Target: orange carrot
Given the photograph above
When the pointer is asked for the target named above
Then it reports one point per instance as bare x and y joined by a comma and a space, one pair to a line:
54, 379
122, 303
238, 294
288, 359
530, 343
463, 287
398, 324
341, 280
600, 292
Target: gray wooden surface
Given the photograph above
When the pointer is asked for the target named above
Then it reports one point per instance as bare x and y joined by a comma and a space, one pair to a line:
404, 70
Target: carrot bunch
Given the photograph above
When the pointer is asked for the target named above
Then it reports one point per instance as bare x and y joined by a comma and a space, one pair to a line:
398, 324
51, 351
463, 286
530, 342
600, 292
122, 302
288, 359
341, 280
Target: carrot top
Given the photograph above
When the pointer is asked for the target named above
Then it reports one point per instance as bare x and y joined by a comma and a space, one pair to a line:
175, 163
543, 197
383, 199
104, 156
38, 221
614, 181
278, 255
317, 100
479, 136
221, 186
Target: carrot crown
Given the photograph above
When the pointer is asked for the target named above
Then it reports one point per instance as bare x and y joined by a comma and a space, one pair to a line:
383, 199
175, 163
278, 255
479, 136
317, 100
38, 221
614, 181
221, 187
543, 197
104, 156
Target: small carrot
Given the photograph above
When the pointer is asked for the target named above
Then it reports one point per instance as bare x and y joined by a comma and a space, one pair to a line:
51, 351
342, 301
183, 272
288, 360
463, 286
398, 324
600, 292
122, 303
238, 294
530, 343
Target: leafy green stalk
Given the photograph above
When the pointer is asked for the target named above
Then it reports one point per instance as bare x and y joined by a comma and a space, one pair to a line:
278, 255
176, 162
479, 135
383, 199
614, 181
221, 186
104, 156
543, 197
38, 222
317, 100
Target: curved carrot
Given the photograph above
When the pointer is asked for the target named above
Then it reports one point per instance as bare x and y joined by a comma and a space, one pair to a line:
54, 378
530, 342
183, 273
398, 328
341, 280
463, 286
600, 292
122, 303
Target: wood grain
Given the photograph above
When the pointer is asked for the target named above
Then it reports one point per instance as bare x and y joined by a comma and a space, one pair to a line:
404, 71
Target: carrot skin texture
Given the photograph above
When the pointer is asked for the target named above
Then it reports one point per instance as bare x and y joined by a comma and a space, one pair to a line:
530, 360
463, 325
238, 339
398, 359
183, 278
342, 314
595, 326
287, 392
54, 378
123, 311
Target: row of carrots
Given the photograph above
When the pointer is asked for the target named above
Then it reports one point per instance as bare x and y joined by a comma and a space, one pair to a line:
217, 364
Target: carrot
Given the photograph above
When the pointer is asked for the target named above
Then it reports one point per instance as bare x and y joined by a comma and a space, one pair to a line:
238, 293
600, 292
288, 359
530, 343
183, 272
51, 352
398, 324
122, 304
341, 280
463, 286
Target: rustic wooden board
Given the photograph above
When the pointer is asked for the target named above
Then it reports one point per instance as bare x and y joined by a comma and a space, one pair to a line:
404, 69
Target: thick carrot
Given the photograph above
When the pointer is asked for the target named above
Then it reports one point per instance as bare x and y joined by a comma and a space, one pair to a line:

━━━━━━━━━━━━━━━━━━━━━━━━━━━━━━

Rename "pointer" to "locator" in every one of the rows above and reproduce them with nothing else altered.

Target: orange carrot
Given the photograph above
When the locator is asked for the target named above
Then it reports one point per instance as bare x and y joined by a comma and a space, one pair to a line:
54, 379
122, 303
238, 294
288, 359
530, 343
463, 287
398, 324
341, 280
600, 292
Target: gray wooden surface
Given the photograph above
When the locator is asked for the target named above
Then it reports one point per instance as bare x and y joined by a comma and a space, one pair to a line:
404, 70
Target: carrot bunch
Given the photograph above
When the locator is asked for the target named above
Then it reports one point per instance as bare x and y joined by a comma and a space, one pair to a line:
398, 324
51, 351
463, 286
530, 342
600, 292
122, 302
288, 359
341, 280
Target: carrot top
Given the photograph above
When the locator is asked for the target named above
Then it reports one point per instance as bare x and y joined by a comma and a space, one pair to a line:
175, 163
543, 197
383, 199
104, 156
38, 221
614, 181
278, 255
317, 100
479, 136
221, 186
Target: carrot crown
Given the photograph above
When the locator is asked for the target named above
Then it reports one point per instance as bare x and y joined by a comma and a space, one pair to a line:
383, 199
175, 163
278, 255
479, 136
317, 100
38, 221
614, 181
221, 187
543, 197
104, 156
Target: small carrot
Given the photograph above
When the locator is asked for the target named above
Then it reports one point per instance as bare x and y joined by a comma and a space, one pair to a line:
51, 351
342, 301
183, 272
288, 360
463, 286
398, 324
600, 292
122, 303
238, 294
530, 343
Target: leafy green stalk
Given the photograph above
When the locator is asked for the target named above
Then it reports one point per instance as bare x and y joined by a comma and a space, one pair to a line:
278, 255
176, 162
479, 135
383, 199
614, 181
221, 186
104, 156
543, 197
38, 222
317, 100
Target: curved carrot
Given the photograph above
When the locator is asked for the target named above
Then it reports one point per instance as bare x and y joined by a comma and a space, one pair to a line:
54, 378
530, 342
183, 273
398, 328
341, 280
463, 286
600, 292
122, 303
Target: wood grain
Given the photograph above
When the locator is asked for the target named above
Then it reports one point per instance as bare x and y joined by a comma and a space, one pair to a line:
404, 71
Target: carrot skin texture
Given the photograph above
When the locator is asked for the target named above
Then it reports one point per instance as bare x and y joined by a comma and a space, one pair to a line:
530, 360
463, 325
238, 339
398, 359
183, 278
342, 314
595, 326
287, 392
54, 378
123, 311
Target: row of carrots
Given the photograph above
When the locator is asked for the target named above
Then it reports one point per instance as bare x and y joined by a comma and a space, one pair to a line:
217, 364
Target: carrot
Given the photograph above
When the locator is asked for the target named above
Then it reports one point per instance as bare x and y joined by a comma and a space, one pair to a line:
238, 293
600, 292
288, 359
530, 343
183, 272
51, 352
398, 324
122, 304
341, 280
463, 286
Target: rustic wooden board
Given the photograph above
When the locator is asked for the target named above
Then it reports one point per instance as bare x and y joined by a comma and a space, one pair to a line:
404, 69
Target: thick carrot
Given the photograph above
When the locator is asked for the target named above
Then it reports one point per instance as bare x and y joined by a comma and a space, one pair to a line:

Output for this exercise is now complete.